In a case involving a drug manufacturing operation, United States v. Twigg, 588 F.2d 373 (3rd Cir.1978), the Third Circuit reversed a conviction where a government informant suggested to the defendant that they jointly set up a methamphetamine, or "speed," lab. Drug Enforcement Administration agents provided the defendant with hard-to-obtain chemicals and about a fifth of the required glassware and secured a farmhouse in which to set up the lab. The government informant was in charge of the production process and provided the "know-how" required to make methamphetamine. The Third Circuit reviewed Russell, Hampton, and circuit cases discussing the due process defense. It concluded that:


"[t]his egregious conduct on the part of government agents generated new crimes by the defendant merely for the sake of pressing criminal charges against him when, as far as the record reveals, he was lawfully and peacefully minding his own affairs. Fundamental fairness does not permit us to countenance such actions by law enforcement officials and prosecution for a crime so fomented by them will be barred.

★ ★ ★ ★ ★ ★ ★

● Instruction a:
In the court case passage, who gave the defendant the hard-to-obtain chemicals for the lab?
The court case passage and the entries have no connection to each other.

● Entries in a dataset:

★ ★ ★ ★ ★ ★ ★

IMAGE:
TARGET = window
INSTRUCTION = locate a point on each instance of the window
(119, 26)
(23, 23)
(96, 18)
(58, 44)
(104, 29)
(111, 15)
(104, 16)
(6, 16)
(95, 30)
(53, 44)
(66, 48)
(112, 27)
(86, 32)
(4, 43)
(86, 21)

★ ★ ★ ★ ★ ★ ★

● Instruction b:
Scale the dataset entries by reproducing every line, including the instruction lines, with each answer coordinate multiplied by 1.25 and rounded to a whole number, halves rounding up.

● Written answer a:
Drug Enforcement Administration agents.

● Written answer b:
IMAGE:
TARGET = window
INSTRUCTION = locate a point on each instance of the window
(149, 33)
(29, 29)
(120, 23)
(73, 55)
(130, 36)
(139, 19)
(130, 20)
(8, 20)
(119, 38)
(66, 55)
(83, 60)
(140, 34)
(108, 40)
(5, 54)
(108, 26)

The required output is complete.